Your tasks =
[A] According to the yeast mutator passage, by how much did the dun1Δ mutation reduce the mutation rate of pol2-4 msh6Δ cells?
[B] Translate this sentence from the yeast mutator passage into Spanish: "A twofold to threefold decrease in the mutation rate is known to rescue haploid yeast from error-induced extinction (18, 19)."
[C] Pick up the yeast mutator passage after its last sentence and write the paragraph that follows.

### Document text ###

Error-prone synthesis by Pol ζ and Pol η allows bypass of replication-blocking DNA lesions (46), and several mutator polymerases are known to create mutations in a Pol ζ-dependent manner (47–52). To test whether Pol ζ or Pol η lies downstream of Dun1 and contributes to the pol2 mutator phenotypes, we engineered pol2-4 and pol2-M644G strains lacking Pol ζ (rev3Δ) or Pol η (rad30Δ). We found that the pol2-4 and pol2-M644G mutator phenotypes remained robust in rev3Δ and rad30Δ strains (Fig. 2B and Table 1), suggesting that neither Pol ζ nor Pol η is responsible for the Dun1 effect on mutation rates or viability.

Dun1 Contributes to pol2-4 msh2Δ Synthetic Lethality.

Haploid yeast cells with combined defects in Pol proofreading and MMR succumb to error-induced extinction (18, 19, 53–56). The majority of spontaneous mutants that escape pol2-4 msh2Δ synthetic lethality harbor unknown mutations that are extragenic to pol2 (19). We observed that Dun1 deficiency suppressed pol2-4 msh2Δ error-induced extinction, although the pol2-4 msh2Δ dun1Δ cells exhibited poor colony-forming capacity compared with WT (Fig. 2B). A twofold to threefold decrease in the mutation rate is known to rescue haploid yeast from error-induced extinction (18, 19). To quantitate the influence of Dun1 on the synergy between MMR and polymerase proofreading defects, we examined the contribution of Dun1 to the pol2-4 mutator phenotype in the absence of msh6Δ, which is not synthetically lethal with pol2-4. We found the dun1Δ mutation rescued the synthetic sick phenotype of pol2-4 msh6Δ and reduced the mutation rate almost threefold (Fig. 2C and Table 1), indicating that more than half of pol2-4–dependent mutagenesis also depends on Dun1 in an MMR-deficient background. Thus, mutations in DUN1 or genes encoding upstream signaling components may account for some of the weak extragenic antimutator alleles that suppress the lethality of pol2-4 msh2Δ (19).

### Material provided ###

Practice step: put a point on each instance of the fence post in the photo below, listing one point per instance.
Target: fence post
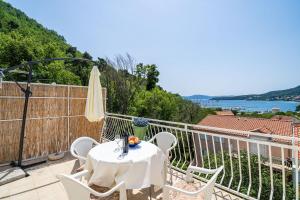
(68, 128)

###

Per-task outputs =
[A] Almost threefold.

[B] Se sabe que una disminución de dos a tres veces en la tasa de mutación rescata a las levaduras haploides de la extinción inducida por errores (18, 19).

[C]
pol2-4 and pol2-M644G Exhibit Divergent Effects on Cell Cycle Progression.

The pol3-01 allele confers a delayed progression through S-phase that is rescued by dun1Δ (21). To determine whether Pol ε mutator alleles elicit similar S-phase defects, we monitored the cell cycle progressions of pol2-4 and pol2-M644G strains by fluorescence-activated cell sorting (FACS). The cell cycle kinetics of the pol2-4 strain were indistinguishable from WT (Fig. 3A). The dun1Δ and pol2-4 dun1Δ strains were delayed in the initiation of S-phase (Fig. 3A) but appeared to divide at the same rate as WT. The delay in replication initiation in dun1Δ strains has been previously observed (32). The pol2-M644G strain progressed more slowly through S-phase, finally completing division 25 min later than WT. The majority of asynchronously dividing cells collected in the log-phase samples of pol2-M644G strains were in S-phase, further demonstrating the cell cycle defect of these mutants. These data suggest the pol2-M644G allele, but not pol2-4, confers an S-phase progression defect consistent with a requirement for Dun1 activity.

Fig. 3.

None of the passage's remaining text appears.